In the article comparing Trayvon Martin and Emmett Till, which magazine did John Milam talk to in 1956?

# Page extract:
<<<<
Justice Denied: Is Trayvon Martin Post-Racial America's Emmett Till?
Wed, 7/17/2013 - by Ashton Pittman

The black teenager wasn’t doing anything wrong; he had only walked to the store to buy candy. That simple venture would prove fatal. His resultant killing would galvanize the nation, not only in shock upon his death, but in outrage over a black-free jury’s failure to convict his killers.

I am referring, of course, to the 1955 murder of 14-year-old Emmett Till.

Till, who lived in Chicago, was visiting family in the Delta town of Money, Mississippi that summer when he and several other young black boys skipped church to visit Bryant’s Grocery, a store owned by a local white couple, the Bryants. On a dare, Till allegedly whistled at 21-year-old Carolyn Bryant, who was working at the store while her husband was away. She was so upset that she ran to retrieve a gun from her car, and the boys quickly left the store.

Upon Roy Bryant’s return from a shrimp hauling trip in Texas, he and his half-brother, John Milam, drove a pickup truck to the house where Till was staying, abducted him, tormented him mercilessly unto death, and dumped his body in the Tallahatchie River. Till’s bloated, mutilated body, with its dislodged eyeball, was almost unrecognizable as human. The images that came out of his open casket funeral so shocked the nation that Till’s death is now considered as a pivotal moment in America’s Civil Rights awakening.

Comparisons between the killings of Emmett Till and Trayvon Martin were, perhaps, inevitable. And sure enough, those comparisons came swiftly last year after the nation learned of the 17-year-old Martin’s death at the hands of George Zimmerman in Sanford, Florida. When Zimmerman was found not guilty on Saturday, Martin family attorney Benjamin Crump declared, “Trayvon Martin will forever remain in the annals of history next to Medgar Evers and Emmett Till as symbols for the fight for equal justice for all.”

Yet for many living in self-professed “colorblind” America -- who maintain that color no longer matters in our society -- comparing the death of Trayvon Martin to the death of Emmett Till presents an affront to common decency and to our reverence for America’s proud, linear history of racial progress.

No serious person today, either on the right or the left of the ideological spectrum, disputes that Till’s murderers were acting out of racial hatred, or that it was a racist system that allowed his murderers to walk free. After all, Till’s killers proudly described their reasoning to the press.

“I stood there in that shed and listened to that nigger throw that poison at me,” Milam told Look magazine in 1956, “and I just made up my mind. ‘Chicago boy,’ I said, ‘I’m tired of ‘em sending your kind down here to stir up trouble. Goddam you, I’m going to make an example of you – just so everybody can know how me and my folks stand.’”

Today, we all know that Till’s death and the denial of justice to him and his family was the product of racism. After all, his killers explicitly said so, and they even used the n-word to drive the point home.
>>>>
# Given entries:
<<<<
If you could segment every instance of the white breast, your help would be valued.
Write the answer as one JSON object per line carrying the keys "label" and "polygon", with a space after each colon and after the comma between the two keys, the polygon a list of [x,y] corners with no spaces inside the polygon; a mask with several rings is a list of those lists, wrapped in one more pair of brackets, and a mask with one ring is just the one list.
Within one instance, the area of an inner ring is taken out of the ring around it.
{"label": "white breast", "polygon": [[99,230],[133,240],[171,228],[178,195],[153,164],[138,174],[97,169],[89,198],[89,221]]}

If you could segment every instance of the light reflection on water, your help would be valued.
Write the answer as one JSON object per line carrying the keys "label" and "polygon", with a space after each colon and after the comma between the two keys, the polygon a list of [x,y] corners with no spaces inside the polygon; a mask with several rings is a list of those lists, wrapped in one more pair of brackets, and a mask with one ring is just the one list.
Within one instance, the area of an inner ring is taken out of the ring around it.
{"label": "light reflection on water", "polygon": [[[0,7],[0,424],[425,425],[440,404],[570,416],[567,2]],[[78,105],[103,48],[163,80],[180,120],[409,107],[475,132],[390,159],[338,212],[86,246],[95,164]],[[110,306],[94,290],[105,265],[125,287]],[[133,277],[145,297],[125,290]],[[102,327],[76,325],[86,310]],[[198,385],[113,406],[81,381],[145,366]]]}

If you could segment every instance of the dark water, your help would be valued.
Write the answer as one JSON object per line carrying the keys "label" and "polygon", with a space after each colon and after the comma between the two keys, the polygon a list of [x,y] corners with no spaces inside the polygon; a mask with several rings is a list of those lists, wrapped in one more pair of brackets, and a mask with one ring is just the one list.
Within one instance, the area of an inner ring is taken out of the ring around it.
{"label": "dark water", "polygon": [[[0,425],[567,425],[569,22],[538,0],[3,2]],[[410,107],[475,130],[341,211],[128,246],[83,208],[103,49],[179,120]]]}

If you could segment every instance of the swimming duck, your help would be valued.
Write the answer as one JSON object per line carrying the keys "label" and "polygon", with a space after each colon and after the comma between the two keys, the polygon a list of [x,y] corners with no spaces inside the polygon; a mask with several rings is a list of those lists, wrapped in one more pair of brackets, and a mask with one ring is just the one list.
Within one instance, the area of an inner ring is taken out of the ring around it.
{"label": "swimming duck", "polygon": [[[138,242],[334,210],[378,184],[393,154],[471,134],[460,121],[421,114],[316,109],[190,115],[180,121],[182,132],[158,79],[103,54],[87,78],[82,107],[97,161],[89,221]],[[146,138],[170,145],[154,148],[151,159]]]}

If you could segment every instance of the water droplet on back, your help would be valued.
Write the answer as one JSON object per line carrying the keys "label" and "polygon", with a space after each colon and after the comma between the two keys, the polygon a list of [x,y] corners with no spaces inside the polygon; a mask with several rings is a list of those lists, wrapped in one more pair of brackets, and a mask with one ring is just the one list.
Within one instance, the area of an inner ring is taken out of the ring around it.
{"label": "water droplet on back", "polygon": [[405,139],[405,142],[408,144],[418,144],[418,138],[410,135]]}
>>>>
# Solution to this task:
Look magazine.